* Exercise requirements
1 – In the case notes, which court decided Ortiz v. Werner Enterprises, Inc., and in what month and year?
2 – Write the next part of the case notes on McDonnell Douglas, picking up after their final numbered point.

* Text block
Recapping Ortiz v. Werner Enterprises, Inc.

 

  1. In Ortiz v. Werner Enterprises, Inc. decided by the Seventh Circuit in August of 2016 and discussed here, the Seventh Circuit said that the indirect or direct evidence distinction McDonnell Douglas creates is silly because evidence is evidence. That is, all evidence belongs in a single pile that must be evaluated as a whole.
  2. The Seventh Circuit simply will not play ball anymore trying to figure out whether the evidence is direct or indirect.
  3. Convincing mosaic is not a legal standard and should not be used as such. Rather, it exists as a metaphor to illustrate why courts should not try to differentiate between direct and indirect evidence.
  4. The Seventh Circuit went so far as to overrule cases saying that convincing mosaic was a legal test, and they also said that they would summarily reverse any lower court decision treating convincing mosaic as a legal requirement.

 

II

Tyne’s Reasoning That McDonnell Douglas Is Not a Stand-In for the Ultimate Question of Liability and Title VII Discrimination Cases

 

  1. McDonnell Douglas is an evidentiary tool functioning as a procedural device designed only to establish an order of proof and production.
  2. McDonnell Douglas is not an independent standard of liability under title VII or §1981.
  3. McDonnell Douglas is not a first step either. That is, it was never intended to be the end-all and be-all for a plaintiff to survive a summary judgment motion.

* Collected data

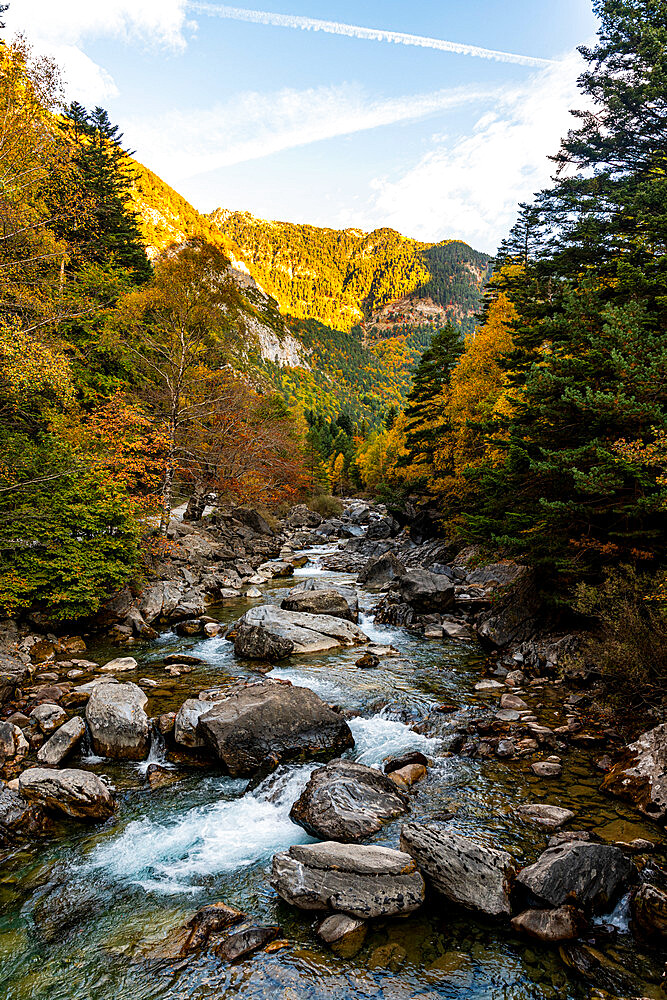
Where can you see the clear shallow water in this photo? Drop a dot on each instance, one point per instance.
(77, 913)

* Results of the tasks
1 – The Seventh Circuit decided it in August 2016.

2 –
  4. The prima facie case laid out in McDonnell Douglas is not a substantive standard of liability.
  5. Within the McDonnell Douglas framework, the term prima facie case has a different meaning. That is, it marks the establishment of a legally mandatory, rebuttable presumption.
  6. In the typical summary judgment context, a prima facie case typically does mean enough evidence for a plaintiff to prevail on a particular claim. However, the meaning is different when utilizing McDonnell Douglas. In McDonell Douglas, a prima facie case just allows the plaintiff to be entitled to a legally mandatory, rebuttable presumption that the employer intentionally discriminated against her. All that means, is that once a plaintiff satisfies her prima facie burden, the defendant knows its failure to introduce evidence of a nondiscriminatory reason will cause judgment to go against it. This presumption thus helps to narrow things down and frame the factual issue by drawing out an explanation the plaintiff can then see to demonstrate is pretextual.
  7. The McDonnell Douglas prima facie showing exerts a sort of practical coordination forcing the defendant to come forward with evidence explaining its actions. It also offers a benefit for the defendant employer who now has a better idea of what evidence needs to be rebutted.
  8. Once the McDonnell Douglas prima facie case has fulfilled its role, and forces the defendant to come forward with some response, it no longer has any work to do. This is because the District Court then has before it all the evidence it needs to decide whether the defendant intentionally discriminated against the plaintiff. So when the defendant employer offers evidence of the reason for its actions towards the plaintiff, the presumption of discrimination created by the McDonnell Douglas prima facie case simply drops out of the picture. This is not at all the same thing as a substitute standard necessary for surviving summary judgment.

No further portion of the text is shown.